OBJECTIVE 1:
Could you write down the part of the hotel check-in story below from "My glasses that I wear" up to and including "breaking in hands."?

DOCUMENT EXCERPT:
+ + +

“Good evening, sir! Do you have a reservation?”
The desk clerk at the Tillamook, Ore. Shilo Inn looked like she had put in a full day
checking in families and answering calls for more towels and was ready for her Friday night to begin. But she was still cheerful and pleasant as she greeted me when I stepped up to the counter and began to answer her as I reached to take my glasses off.
My glasses that I wear to drive. My glasses that I had just worn over 662.7 miles of driving from Oakland, Calif. My glasses that, as soon I pulled them off my face, snapped apart, breaking in hands.
The girl at the counter saw me juggling the lens that had popped out and the arm that had held it and which was dangling like Joe Theisman’s leg after Lawrence Taylor broke it in two on national TV during that Monday Night Football game back in 1985. She then asked me what was probably the only thing anyone would ask a person in such a foolish-looking position as myself
“Can I get you some tape for those?”

+ + +

(Items from a labeling collection)
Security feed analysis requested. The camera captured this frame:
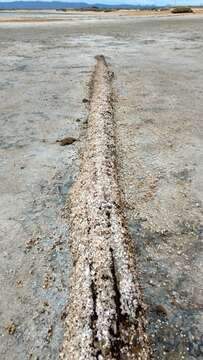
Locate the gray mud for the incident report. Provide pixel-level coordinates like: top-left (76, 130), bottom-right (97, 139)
top-left (0, 14), bottom-right (203, 360)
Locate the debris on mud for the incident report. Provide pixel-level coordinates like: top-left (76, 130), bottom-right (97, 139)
top-left (5, 321), bottom-right (16, 335)
top-left (56, 137), bottom-right (77, 146)
top-left (61, 56), bottom-right (149, 360)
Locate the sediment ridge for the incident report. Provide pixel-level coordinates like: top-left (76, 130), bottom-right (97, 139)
top-left (60, 56), bottom-right (149, 360)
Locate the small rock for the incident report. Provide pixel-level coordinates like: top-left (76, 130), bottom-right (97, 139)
top-left (156, 304), bottom-right (169, 316)
top-left (56, 137), bottom-right (77, 146)
top-left (82, 98), bottom-right (89, 104)
top-left (5, 321), bottom-right (16, 335)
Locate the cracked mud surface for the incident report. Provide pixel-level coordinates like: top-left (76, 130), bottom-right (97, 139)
top-left (0, 14), bottom-right (203, 360)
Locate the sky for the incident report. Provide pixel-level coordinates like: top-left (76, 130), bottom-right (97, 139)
top-left (0, 0), bottom-right (203, 6)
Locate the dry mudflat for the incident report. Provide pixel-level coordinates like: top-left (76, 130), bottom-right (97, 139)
top-left (0, 12), bottom-right (203, 360)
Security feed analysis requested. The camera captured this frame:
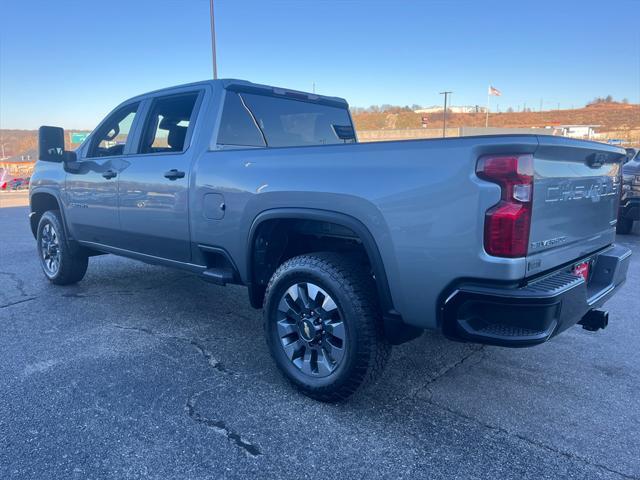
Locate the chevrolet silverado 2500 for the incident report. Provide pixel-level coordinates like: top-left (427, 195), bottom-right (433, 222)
top-left (30, 80), bottom-right (630, 401)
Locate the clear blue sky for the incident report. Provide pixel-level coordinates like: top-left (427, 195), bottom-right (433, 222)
top-left (0, 0), bottom-right (640, 128)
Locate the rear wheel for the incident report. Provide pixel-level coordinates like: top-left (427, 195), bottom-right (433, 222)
top-left (37, 210), bottom-right (88, 285)
top-left (263, 253), bottom-right (391, 402)
top-left (616, 217), bottom-right (633, 235)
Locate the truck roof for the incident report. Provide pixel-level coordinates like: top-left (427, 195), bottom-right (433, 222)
top-left (127, 78), bottom-right (349, 107)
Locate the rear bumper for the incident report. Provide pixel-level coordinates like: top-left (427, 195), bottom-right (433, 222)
top-left (441, 245), bottom-right (631, 347)
top-left (619, 197), bottom-right (640, 220)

+ + +

OBJECTIVE 2:
Can you give the lines of the records above, from the line with "Locate the rear wheel" up to and including the line with "top-left (616, 217), bottom-right (633, 235)", as a numbered list with blank lines left out?

TASK OUTPUT 1:
My glasses that I wear to drive. My glasses that I had just worn over 662.7 miles of driving from Oakland, Calif. My glasses that, as soon I pulled them off my face, snapped apart, breaking in hands.

TASK OUTPUT 2:
1. Locate the rear wheel for the incident report. Provide pixel-level coordinates like: top-left (427, 195), bottom-right (433, 222)
2. top-left (37, 210), bottom-right (88, 285)
3. top-left (263, 253), bottom-right (391, 402)
4. top-left (616, 217), bottom-right (633, 235)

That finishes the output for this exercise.